→ **Document passage**
Chochinov, a psychiatry professor at the University of Manitoba, said he was inspired to learn more about the role of dignity in end-of-life care because Dutch studies had found “loss of dignity” to be the most frequently cited reason terminally ill patients pursued euthanasia to hasten death.

A host of factors can undermine dignity as people succumb to illness, including a loss of personhood, a loss of purpose and, prominently, perceiving themselves to not be appreciated by others, Chochinov said. Often there is fear that their lives won’t have a ripple effect.

By asking probing questions – “When did you feel most alive?” “Are there specific things you want your family to know about you?” – trained dignity therapists aim to capture what really makes a person tick. They also focus on generativity, a psychological term that describes the desire to guide the next generation.

“You can be in conversations with people where they may in essence be speaking to great-great-grandchildren they will never meet,” said Montross, who trained with Chochinov and now is assistant director of the Palliative Care Psychiatry Research Program at the Institute for Palliative Medicine at San Diego Hospice.

Unlike a lot of psychotherapy, which pushes people to confront painful issues of their past, dignity therapy meets people where they are, so they can address the topics they consider most pertinent and write their own stories.

Sometimes the conversations are heartbreaking. Chochinov remembers an elderly patient who said it was too late to ask for forgiveness after drinking away his relationships, but he wanted his grandchildren to know who he had been so that they could choose better paths. Another dying man wanted his wife to know it was OK with him if she fell in love with someone new.

Sometimes reconciliation is more important than facts. Montross remembers a patient who said nasty things about his estranged sister during their interview, but upon hearing his words read back to him, he revised his comments to be kinder.

Strikingly, the most prominent topic that graces every conversation is love, Montross and colleagues found in a study on the logistics of implementing dignity therapy in hospice communities, published last year in the Journal of Palliative Medicine. Another universal theme was lessons learned in life, the most common being to accept and acknowledge one’s own imperfections, Montross said.

→ **Dataset records**
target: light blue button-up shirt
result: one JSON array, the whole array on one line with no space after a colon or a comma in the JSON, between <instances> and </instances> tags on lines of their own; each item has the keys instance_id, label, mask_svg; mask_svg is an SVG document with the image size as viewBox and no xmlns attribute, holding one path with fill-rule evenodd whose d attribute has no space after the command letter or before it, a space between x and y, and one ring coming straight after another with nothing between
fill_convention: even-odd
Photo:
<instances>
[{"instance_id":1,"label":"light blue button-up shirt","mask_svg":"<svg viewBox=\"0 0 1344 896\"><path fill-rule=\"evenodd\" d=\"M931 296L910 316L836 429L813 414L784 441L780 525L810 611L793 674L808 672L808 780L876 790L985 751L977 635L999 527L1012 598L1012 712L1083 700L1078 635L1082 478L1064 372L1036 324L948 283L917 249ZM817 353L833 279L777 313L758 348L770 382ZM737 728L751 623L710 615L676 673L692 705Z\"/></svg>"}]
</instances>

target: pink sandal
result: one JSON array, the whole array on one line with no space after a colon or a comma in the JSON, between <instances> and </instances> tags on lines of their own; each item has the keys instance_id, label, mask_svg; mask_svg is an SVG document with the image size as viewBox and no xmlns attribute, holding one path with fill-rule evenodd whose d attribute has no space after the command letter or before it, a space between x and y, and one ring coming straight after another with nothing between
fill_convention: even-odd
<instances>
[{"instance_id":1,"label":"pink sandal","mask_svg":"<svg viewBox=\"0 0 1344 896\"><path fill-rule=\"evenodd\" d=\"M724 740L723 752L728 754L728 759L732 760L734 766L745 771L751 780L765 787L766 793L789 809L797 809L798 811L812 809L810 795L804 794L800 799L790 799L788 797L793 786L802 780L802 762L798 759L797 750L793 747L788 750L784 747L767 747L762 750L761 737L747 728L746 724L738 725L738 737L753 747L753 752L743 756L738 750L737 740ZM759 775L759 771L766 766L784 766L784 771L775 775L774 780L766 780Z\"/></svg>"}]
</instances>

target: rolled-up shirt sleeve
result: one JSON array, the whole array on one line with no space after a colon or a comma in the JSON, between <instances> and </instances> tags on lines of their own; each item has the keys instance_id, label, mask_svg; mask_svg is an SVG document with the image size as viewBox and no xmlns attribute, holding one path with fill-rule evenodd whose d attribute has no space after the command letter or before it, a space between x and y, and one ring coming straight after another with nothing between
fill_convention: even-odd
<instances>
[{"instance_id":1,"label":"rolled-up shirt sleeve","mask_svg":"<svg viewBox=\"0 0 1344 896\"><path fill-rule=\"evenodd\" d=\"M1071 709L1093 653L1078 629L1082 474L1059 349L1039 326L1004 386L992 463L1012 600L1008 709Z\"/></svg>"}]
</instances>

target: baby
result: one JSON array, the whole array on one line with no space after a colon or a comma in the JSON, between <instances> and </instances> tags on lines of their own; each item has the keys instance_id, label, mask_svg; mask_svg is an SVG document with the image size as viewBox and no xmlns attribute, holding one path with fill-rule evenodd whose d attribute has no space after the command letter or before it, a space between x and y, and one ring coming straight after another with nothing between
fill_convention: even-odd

→ **Exercises**
• 1. Rewrite the paragraph beginning "A host of factors can undermine dignity" from the passage on dignity therapy as a short bulleted list, keeping its main facts.
• 2. Carry the passage on dignity therapy forward from its final sentence.

→ **Per-task answers**
• 1.
According to Chochinov, dignity can be undermined as people succumb to illness by:
- a loss of personhood
- a loss of purpose
- most prominently, perceiving that others do not appreciate them
- the frequent fear that their lives won't have a ripple effect

• 2.
With the clarity that comes with having limited time left, memories from a lifetime are distilled into the most essential, Montross said. Legacy documents, written in Q-and-A format, average 3,000 words, or eight single-spaced pages, her study found.

Shortly after Montross delivered Dralle’s freshly bound document, Amparan read it aloud to him as they lay together in bed. Initially nervous she might find out about some other woman he loved, Amparan instead got confirmation that this was a man she knew more intimately than anyone.

“It was like falling in love again and again and again, and remembering what the experience was,” said Amparan, who has since shared the book with a few of Dralle’s close friends.

Written just before his 75th birthday, Dralle’s document tells of the wanderlust that prompted him to leave home at 15; the persistence that was his key to success as a salesman; and the irony that his impending death made him feel more alive, more attuned to the feel of the grass under his feet, than ever before. With a self-deprecating humor undiminished by his illness, the former Navy man and avid golfer counseled his loved ones: “Be a person of your word.”

Dralle’s parting thoughts may have left a greater ripple than he realized.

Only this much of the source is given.